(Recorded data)

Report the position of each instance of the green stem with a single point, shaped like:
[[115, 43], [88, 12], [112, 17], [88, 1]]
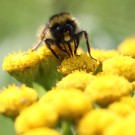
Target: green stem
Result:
[[66, 127]]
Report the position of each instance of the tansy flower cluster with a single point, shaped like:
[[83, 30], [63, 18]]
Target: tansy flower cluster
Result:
[[82, 95]]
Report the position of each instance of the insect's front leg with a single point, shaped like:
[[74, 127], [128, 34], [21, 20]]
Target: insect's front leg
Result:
[[76, 43], [49, 43]]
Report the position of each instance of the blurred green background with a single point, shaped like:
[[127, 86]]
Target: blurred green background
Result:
[[108, 23]]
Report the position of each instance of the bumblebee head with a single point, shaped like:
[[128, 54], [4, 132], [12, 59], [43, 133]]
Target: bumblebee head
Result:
[[62, 27]]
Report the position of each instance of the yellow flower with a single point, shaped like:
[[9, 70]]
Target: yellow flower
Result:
[[122, 108], [32, 66], [78, 80], [102, 55], [69, 103], [42, 131], [108, 88], [96, 121], [127, 47], [82, 62], [23, 66], [122, 127], [37, 115], [120, 65], [13, 99]]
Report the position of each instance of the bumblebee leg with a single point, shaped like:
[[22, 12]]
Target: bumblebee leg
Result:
[[76, 43], [87, 41], [50, 42], [37, 45], [70, 49]]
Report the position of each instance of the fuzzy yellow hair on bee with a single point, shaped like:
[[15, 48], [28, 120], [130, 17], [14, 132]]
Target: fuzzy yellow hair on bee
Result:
[[62, 30]]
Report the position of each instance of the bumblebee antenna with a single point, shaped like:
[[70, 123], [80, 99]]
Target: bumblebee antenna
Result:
[[37, 45]]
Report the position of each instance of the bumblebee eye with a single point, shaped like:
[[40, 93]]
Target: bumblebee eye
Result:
[[58, 28], [69, 26]]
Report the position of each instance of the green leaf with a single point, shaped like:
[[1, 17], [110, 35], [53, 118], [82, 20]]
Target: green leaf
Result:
[[6, 126]]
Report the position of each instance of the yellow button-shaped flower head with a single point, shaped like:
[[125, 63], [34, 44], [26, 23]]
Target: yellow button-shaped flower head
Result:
[[42, 131], [122, 108], [78, 80], [23, 66], [125, 126], [69, 103], [102, 55], [127, 47], [105, 89], [35, 116], [82, 62], [96, 121], [13, 99], [121, 65]]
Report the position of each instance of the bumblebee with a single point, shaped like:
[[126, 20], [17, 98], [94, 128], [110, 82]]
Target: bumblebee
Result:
[[62, 30]]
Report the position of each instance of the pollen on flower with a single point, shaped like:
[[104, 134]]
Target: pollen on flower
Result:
[[42, 131], [124, 107], [14, 99], [70, 103], [105, 89], [102, 55], [23, 66], [36, 116], [20, 61], [77, 80], [127, 47], [82, 62], [96, 121], [122, 127], [121, 65]]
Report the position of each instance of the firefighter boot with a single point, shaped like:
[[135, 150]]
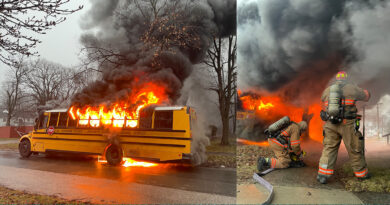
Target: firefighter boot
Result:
[[368, 175], [263, 163], [322, 179]]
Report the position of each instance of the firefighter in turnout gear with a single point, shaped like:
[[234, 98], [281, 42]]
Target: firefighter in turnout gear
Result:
[[287, 149], [342, 123]]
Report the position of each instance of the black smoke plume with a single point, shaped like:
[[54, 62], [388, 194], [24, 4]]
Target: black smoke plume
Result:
[[296, 47], [121, 26]]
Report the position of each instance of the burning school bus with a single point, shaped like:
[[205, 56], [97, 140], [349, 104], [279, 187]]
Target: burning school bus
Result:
[[158, 133]]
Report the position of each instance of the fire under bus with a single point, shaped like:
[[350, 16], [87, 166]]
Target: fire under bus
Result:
[[159, 134]]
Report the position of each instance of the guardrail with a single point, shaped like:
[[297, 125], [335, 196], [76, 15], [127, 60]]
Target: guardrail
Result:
[[388, 138]]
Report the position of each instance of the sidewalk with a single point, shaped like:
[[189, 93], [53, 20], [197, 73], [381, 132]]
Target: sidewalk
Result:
[[255, 194], [9, 141], [94, 190]]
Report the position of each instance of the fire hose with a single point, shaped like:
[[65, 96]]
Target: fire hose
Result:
[[257, 177]]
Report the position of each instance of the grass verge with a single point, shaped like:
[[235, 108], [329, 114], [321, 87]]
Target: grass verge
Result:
[[221, 155], [379, 181], [215, 146], [247, 156], [10, 196], [6, 139], [11, 146]]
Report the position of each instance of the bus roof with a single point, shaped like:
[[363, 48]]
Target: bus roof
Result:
[[157, 108], [170, 108], [57, 110]]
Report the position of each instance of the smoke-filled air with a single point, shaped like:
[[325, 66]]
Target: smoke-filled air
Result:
[[145, 50], [301, 44]]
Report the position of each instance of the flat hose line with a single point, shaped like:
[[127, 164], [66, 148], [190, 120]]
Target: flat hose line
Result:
[[257, 177]]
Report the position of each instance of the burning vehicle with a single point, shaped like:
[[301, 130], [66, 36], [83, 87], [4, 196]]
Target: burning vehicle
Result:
[[157, 133], [260, 110]]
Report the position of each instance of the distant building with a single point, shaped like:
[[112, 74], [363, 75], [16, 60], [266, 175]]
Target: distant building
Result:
[[21, 119]]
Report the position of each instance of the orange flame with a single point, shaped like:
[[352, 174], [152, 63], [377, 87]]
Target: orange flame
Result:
[[133, 163], [249, 142], [121, 114], [272, 108], [128, 162]]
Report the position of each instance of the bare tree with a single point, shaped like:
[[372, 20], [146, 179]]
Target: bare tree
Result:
[[168, 25], [19, 19], [49, 81], [221, 57], [13, 93], [165, 27]]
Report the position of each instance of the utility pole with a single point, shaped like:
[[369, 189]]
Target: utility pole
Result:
[[364, 129], [377, 117]]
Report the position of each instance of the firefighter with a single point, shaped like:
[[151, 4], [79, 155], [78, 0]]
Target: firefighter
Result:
[[286, 147], [342, 123]]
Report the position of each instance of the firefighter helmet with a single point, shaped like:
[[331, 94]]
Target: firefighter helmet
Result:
[[341, 75], [302, 125]]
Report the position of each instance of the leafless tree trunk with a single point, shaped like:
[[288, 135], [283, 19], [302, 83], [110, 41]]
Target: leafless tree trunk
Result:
[[50, 81], [224, 67], [13, 92], [16, 24]]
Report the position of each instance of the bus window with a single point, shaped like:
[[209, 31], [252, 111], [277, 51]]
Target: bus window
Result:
[[53, 119], [43, 123], [63, 119], [72, 122], [145, 118], [163, 119]]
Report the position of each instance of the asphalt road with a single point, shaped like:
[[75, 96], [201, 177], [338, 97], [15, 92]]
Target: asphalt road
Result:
[[198, 179], [306, 176]]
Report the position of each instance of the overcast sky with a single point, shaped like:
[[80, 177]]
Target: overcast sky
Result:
[[61, 44]]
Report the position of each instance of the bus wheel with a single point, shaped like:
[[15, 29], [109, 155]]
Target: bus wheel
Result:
[[25, 148], [114, 155]]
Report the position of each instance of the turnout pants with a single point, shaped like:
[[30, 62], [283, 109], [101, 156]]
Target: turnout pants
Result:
[[333, 134], [282, 159]]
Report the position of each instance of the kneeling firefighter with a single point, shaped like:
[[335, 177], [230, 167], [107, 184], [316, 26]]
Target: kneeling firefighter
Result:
[[284, 140], [342, 123]]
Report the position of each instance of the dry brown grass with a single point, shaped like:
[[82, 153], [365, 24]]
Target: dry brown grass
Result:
[[10, 196], [247, 156]]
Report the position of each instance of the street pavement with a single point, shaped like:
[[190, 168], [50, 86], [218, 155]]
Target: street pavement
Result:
[[9, 141], [299, 185], [83, 178]]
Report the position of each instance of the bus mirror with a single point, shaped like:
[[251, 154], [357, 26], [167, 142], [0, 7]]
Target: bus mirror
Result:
[[36, 124]]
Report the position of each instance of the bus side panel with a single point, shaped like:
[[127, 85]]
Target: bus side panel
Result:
[[181, 121], [77, 142], [163, 146]]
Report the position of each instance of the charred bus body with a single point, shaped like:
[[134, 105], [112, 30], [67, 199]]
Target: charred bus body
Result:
[[162, 134]]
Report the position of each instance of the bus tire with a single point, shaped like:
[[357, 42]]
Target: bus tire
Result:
[[25, 148], [114, 155]]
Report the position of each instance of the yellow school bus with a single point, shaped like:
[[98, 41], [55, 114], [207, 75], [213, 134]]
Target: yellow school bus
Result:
[[162, 134]]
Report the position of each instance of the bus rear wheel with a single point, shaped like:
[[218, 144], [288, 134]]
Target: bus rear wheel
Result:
[[114, 155], [25, 148]]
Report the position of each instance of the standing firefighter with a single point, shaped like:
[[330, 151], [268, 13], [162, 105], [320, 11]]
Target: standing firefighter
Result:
[[284, 140], [342, 123]]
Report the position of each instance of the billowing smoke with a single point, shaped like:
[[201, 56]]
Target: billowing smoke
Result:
[[126, 34], [295, 47], [140, 43]]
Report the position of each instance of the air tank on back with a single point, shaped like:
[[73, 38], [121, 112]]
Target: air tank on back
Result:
[[280, 124], [334, 100]]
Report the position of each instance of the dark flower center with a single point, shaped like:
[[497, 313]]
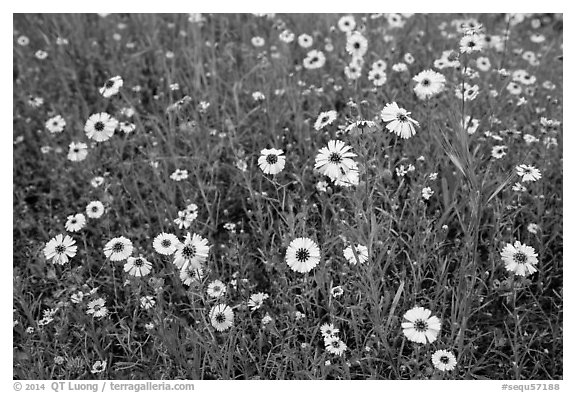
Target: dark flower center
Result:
[[520, 257], [189, 252], [302, 255], [335, 158], [421, 325]]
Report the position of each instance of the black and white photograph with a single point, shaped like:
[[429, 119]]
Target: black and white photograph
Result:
[[287, 196]]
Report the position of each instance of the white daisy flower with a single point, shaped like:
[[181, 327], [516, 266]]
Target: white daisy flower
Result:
[[192, 252], [75, 222], [398, 120], [420, 326], [216, 289], [118, 249], [302, 255], [360, 254], [335, 159], [56, 124], [60, 248], [444, 360], [271, 161], [519, 258], [165, 243], [95, 209], [100, 126], [137, 267], [221, 317]]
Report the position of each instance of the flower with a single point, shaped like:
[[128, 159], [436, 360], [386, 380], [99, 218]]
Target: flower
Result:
[[428, 84], [216, 289], [75, 222], [127, 127], [185, 219], [468, 93], [78, 151], [221, 317], [41, 54], [305, 40], [361, 127], [324, 119], [314, 59], [118, 249], [97, 181], [518, 187], [353, 71], [112, 86], [328, 330], [23, 40], [528, 172], [165, 243], [266, 319], [192, 252], [356, 44], [533, 228], [358, 254], [257, 41], [483, 63], [420, 326], [377, 76], [137, 267], [335, 345], [256, 300], [346, 23], [302, 255], [95, 209], [444, 360], [60, 248], [271, 161], [286, 36], [100, 126], [499, 151], [179, 174], [337, 291], [519, 258], [427, 193], [335, 160], [147, 302], [56, 124], [97, 309], [98, 367], [471, 43], [398, 120]]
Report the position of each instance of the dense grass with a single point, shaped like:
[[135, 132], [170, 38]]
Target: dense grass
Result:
[[442, 254]]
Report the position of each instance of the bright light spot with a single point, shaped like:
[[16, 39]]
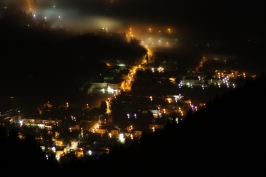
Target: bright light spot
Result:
[[121, 138]]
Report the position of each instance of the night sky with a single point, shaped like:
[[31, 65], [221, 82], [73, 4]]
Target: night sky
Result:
[[206, 17]]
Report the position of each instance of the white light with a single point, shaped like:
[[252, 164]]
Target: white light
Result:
[[121, 138]]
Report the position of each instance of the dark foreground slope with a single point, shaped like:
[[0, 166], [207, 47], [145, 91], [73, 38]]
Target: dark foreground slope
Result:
[[226, 138]]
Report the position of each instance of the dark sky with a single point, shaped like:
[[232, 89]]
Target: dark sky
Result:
[[215, 17]]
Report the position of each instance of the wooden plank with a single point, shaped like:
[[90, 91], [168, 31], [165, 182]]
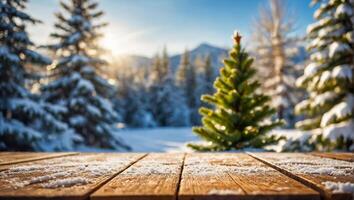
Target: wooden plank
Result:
[[237, 175], [338, 156], [205, 176], [315, 172], [72, 177], [154, 177], [261, 181], [7, 158]]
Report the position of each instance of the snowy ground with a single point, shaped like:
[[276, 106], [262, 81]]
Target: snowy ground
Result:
[[158, 139], [175, 139]]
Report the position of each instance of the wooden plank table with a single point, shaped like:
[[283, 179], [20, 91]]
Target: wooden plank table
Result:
[[190, 176], [7, 158]]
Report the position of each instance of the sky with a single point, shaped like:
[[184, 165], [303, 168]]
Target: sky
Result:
[[144, 27]]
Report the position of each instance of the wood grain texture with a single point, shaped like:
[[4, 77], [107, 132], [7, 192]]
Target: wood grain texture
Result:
[[205, 176], [72, 177], [312, 171], [248, 179], [7, 158], [338, 156], [154, 177]]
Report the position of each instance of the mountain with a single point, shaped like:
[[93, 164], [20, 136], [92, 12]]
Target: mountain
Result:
[[203, 50]]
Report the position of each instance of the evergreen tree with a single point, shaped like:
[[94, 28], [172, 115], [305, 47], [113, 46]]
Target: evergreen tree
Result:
[[76, 84], [26, 123], [276, 48], [209, 76], [132, 96], [329, 76], [238, 119], [187, 81], [168, 105]]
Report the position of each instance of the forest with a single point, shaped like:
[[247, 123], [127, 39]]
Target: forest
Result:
[[68, 95]]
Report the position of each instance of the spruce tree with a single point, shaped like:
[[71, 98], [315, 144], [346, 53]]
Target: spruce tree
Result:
[[329, 76], [276, 47], [209, 76], [134, 98], [168, 105], [26, 123], [76, 83], [186, 79], [238, 119]]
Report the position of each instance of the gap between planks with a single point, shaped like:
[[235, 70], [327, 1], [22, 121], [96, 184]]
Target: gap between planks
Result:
[[72, 193], [339, 156], [314, 181], [114, 175], [5, 165]]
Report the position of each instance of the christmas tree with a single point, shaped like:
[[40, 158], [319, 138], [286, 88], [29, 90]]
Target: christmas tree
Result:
[[238, 118], [76, 84], [26, 123], [329, 76]]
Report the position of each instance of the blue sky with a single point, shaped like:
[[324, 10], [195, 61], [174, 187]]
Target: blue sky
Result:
[[144, 26]]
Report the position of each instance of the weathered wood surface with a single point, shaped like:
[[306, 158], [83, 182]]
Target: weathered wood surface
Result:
[[7, 158], [315, 172], [236, 175], [191, 176], [72, 177], [338, 156], [154, 177]]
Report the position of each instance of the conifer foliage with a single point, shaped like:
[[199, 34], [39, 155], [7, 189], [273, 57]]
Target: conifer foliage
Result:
[[25, 121], [77, 85], [329, 76], [237, 120], [276, 48]]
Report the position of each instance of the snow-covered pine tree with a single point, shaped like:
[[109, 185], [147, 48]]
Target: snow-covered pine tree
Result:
[[76, 84], [167, 103], [238, 119], [329, 76], [275, 48], [186, 80], [209, 76], [133, 98], [26, 123]]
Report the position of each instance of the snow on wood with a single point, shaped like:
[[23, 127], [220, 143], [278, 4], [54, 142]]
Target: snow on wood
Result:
[[66, 171], [339, 111], [338, 187], [306, 164], [224, 192]]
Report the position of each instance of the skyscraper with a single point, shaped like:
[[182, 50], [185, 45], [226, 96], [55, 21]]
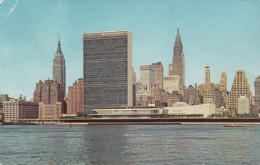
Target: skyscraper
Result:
[[240, 87], [75, 98], [207, 74], [49, 92], [178, 59], [158, 68], [257, 92], [107, 69], [147, 76], [59, 68], [223, 81]]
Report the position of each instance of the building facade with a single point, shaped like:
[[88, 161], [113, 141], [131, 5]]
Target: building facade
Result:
[[107, 70], [240, 86], [158, 68], [207, 74], [223, 81], [49, 92], [75, 98], [243, 105], [178, 60], [257, 92], [50, 111], [20, 109], [59, 68], [147, 75], [171, 83]]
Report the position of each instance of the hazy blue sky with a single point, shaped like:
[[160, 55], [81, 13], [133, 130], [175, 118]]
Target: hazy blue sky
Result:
[[224, 34]]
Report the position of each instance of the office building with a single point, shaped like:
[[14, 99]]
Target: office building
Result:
[[171, 83], [75, 98], [147, 76], [50, 111], [107, 70], [243, 105], [257, 92], [16, 109], [59, 68], [178, 60], [49, 93], [184, 110], [223, 81], [240, 86], [207, 74], [158, 69]]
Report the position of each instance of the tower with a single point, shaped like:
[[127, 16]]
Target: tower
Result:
[[158, 68], [178, 60], [147, 76], [257, 91], [107, 70], [59, 68], [223, 81], [240, 87], [207, 74]]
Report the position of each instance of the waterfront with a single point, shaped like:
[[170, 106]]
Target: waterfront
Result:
[[136, 144]]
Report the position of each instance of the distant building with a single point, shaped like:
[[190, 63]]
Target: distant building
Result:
[[107, 70], [191, 96], [158, 67], [171, 83], [184, 110], [15, 109], [207, 74], [257, 92], [50, 111], [59, 68], [134, 86], [223, 81], [124, 113], [49, 92], [212, 95], [178, 60], [4, 97], [170, 70], [75, 98], [240, 86], [144, 97], [243, 105], [147, 75]]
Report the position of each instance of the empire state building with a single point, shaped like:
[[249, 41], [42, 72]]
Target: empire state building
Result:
[[178, 59], [59, 68]]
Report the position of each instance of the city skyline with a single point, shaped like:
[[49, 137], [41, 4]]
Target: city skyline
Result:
[[214, 33]]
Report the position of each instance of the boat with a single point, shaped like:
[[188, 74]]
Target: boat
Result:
[[234, 125]]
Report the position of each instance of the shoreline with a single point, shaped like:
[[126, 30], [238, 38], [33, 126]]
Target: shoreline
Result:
[[151, 121]]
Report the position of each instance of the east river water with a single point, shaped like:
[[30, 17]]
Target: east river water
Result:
[[138, 144]]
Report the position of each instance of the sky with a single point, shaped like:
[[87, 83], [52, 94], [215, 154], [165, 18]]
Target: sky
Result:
[[222, 34]]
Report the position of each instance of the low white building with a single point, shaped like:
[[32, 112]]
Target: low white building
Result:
[[123, 113], [184, 110]]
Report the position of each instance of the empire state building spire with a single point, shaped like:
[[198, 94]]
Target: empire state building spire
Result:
[[59, 68], [178, 67], [58, 48]]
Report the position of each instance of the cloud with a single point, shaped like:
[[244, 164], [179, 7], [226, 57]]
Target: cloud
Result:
[[15, 5]]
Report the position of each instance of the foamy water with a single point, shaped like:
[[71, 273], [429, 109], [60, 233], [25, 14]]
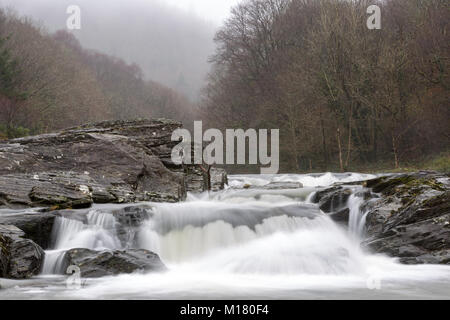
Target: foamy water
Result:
[[240, 244]]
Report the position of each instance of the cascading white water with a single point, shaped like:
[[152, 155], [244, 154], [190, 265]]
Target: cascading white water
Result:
[[97, 233], [245, 243]]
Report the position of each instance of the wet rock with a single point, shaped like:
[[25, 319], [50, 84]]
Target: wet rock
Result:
[[411, 219], [106, 162], [36, 226], [20, 258], [129, 220], [275, 186], [95, 264], [332, 199], [341, 216]]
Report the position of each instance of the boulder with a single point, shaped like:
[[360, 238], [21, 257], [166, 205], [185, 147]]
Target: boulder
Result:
[[20, 258], [106, 162], [332, 199], [36, 226], [95, 264], [411, 219]]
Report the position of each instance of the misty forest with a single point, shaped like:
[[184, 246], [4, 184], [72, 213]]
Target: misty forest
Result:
[[94, 206], [344, 97]]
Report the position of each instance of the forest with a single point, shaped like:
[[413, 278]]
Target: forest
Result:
[[49, 82], [344, 97]]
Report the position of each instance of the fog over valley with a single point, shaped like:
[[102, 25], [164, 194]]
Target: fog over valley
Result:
[[170, 40]]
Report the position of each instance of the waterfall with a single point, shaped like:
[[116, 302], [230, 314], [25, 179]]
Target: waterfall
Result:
[[357, 218], [97, 233], [238, 243]]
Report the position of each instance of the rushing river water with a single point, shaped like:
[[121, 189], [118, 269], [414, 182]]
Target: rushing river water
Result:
[[239, 243]]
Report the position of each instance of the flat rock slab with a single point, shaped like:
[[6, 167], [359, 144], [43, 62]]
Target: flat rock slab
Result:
[[94, 264], [106, 162]]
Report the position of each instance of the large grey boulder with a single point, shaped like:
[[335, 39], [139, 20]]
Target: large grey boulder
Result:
[[20, 258], [106, 162]]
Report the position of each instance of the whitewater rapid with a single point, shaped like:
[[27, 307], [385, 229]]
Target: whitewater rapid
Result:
[[246, 242]]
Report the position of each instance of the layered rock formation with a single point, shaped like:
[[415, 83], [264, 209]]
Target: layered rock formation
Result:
[[407, 215], [107, 162]]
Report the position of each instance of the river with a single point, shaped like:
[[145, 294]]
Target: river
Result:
[[239, 243]]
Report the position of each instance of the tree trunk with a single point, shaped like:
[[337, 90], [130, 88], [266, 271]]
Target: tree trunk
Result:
[[394, 148], [340, 150], [324, 143]]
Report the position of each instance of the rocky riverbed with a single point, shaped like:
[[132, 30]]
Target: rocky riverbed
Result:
[[56, 184], [106, 162]]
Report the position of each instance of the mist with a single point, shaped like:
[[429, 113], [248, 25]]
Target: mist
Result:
[[171, 45]]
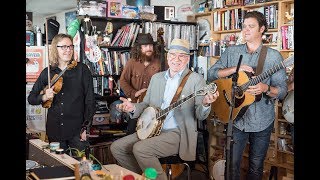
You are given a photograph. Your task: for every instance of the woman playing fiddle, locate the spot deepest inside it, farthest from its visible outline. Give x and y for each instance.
(69, 94)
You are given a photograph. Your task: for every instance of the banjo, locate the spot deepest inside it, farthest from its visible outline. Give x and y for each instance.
(151, 120)
(288, 107)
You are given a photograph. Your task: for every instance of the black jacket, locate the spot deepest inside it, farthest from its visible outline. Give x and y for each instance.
(72, 107)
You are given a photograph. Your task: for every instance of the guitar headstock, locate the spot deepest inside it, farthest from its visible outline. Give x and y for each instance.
(212, 88)
(289, 61)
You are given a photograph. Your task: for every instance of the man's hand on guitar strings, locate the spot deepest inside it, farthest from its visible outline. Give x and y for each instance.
(126, 106)
(210, 98)
(245, 68)
(257, 89)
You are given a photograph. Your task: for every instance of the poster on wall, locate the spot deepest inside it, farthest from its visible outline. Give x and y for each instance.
(69, 17)
(35, 114)
(35, 62)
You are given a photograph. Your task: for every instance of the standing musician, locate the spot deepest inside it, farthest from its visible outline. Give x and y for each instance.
(135, 78)
(179, 132)
(73, 105)
(257, 122)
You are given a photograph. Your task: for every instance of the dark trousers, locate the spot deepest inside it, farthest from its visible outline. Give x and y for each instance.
(258, 147)
(73, 142)
(132, 124)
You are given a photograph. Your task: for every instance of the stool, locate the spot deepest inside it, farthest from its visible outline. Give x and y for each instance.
(174, 159)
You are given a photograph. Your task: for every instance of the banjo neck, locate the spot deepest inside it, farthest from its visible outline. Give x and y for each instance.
(162, 113)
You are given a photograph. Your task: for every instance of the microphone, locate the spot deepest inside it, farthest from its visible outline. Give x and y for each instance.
(235, 75)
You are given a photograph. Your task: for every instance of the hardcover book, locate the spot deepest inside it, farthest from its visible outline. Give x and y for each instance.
(114, 8)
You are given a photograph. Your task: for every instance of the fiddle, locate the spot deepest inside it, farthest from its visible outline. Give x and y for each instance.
(57, 82)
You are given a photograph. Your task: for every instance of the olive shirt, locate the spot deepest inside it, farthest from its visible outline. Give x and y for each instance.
(260, 114)
(72, 107)
(136, 76)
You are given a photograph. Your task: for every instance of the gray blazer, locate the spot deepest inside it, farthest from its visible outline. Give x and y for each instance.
(186, 115)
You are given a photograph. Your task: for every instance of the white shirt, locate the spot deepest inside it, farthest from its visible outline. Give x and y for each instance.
(172, 85)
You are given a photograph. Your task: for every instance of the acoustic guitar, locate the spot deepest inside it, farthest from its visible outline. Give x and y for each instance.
(220, 108)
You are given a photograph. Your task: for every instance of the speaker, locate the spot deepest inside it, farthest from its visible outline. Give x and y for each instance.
(164, 12)
(53, 29)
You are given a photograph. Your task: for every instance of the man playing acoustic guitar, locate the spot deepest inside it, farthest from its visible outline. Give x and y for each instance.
(136, 75)
(179, 130)
(256, 123)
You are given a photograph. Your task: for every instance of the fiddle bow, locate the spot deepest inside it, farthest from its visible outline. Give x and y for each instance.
(57, 82)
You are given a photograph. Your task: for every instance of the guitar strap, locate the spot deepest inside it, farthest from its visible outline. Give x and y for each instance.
(262, 57)
(179, 90)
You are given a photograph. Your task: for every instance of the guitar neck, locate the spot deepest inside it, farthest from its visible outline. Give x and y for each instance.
(59, 75)
(262, 76)
(172, 106)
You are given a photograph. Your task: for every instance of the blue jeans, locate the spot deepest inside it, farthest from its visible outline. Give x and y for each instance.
(259, 143)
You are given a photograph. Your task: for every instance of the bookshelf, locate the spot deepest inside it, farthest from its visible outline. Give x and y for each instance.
(107, 70)
(279, 36)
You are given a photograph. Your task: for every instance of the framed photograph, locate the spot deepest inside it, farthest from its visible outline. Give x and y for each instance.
(114, 8)
(35, 62)
(69, 17)
(138, 2)
(52, 17)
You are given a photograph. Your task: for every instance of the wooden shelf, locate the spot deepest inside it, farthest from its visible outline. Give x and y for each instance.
(217, 147)
(286, 152)
(137, 20)
(252, 6)
(286, 50)
(283, 120)
(227, 31)
(202, 14)
(284, 136)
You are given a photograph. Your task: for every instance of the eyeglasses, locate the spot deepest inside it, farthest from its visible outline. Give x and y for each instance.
(251, 26)
(180, 56)
(65, 47)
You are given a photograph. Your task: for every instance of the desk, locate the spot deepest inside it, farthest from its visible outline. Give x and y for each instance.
(113, 169)
(44, 156)
(38, 153)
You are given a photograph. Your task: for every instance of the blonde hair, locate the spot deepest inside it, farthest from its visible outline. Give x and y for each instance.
(53, 53)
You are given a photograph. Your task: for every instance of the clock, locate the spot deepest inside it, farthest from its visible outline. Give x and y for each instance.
(204, 30)
(94, 54)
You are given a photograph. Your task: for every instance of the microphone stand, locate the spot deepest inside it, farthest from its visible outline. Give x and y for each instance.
(228, 169)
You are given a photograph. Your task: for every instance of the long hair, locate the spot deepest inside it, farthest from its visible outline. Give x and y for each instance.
(259, 17)
(136, 52)
(53, 53)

▶ **Work instruction**: Search the records for the word "table". Copy each line where it appears.

▶ **Solution to this exercise**:
Report the position of each instance of the wooden plank table with a single point, shaped like:
Target: wooden plank table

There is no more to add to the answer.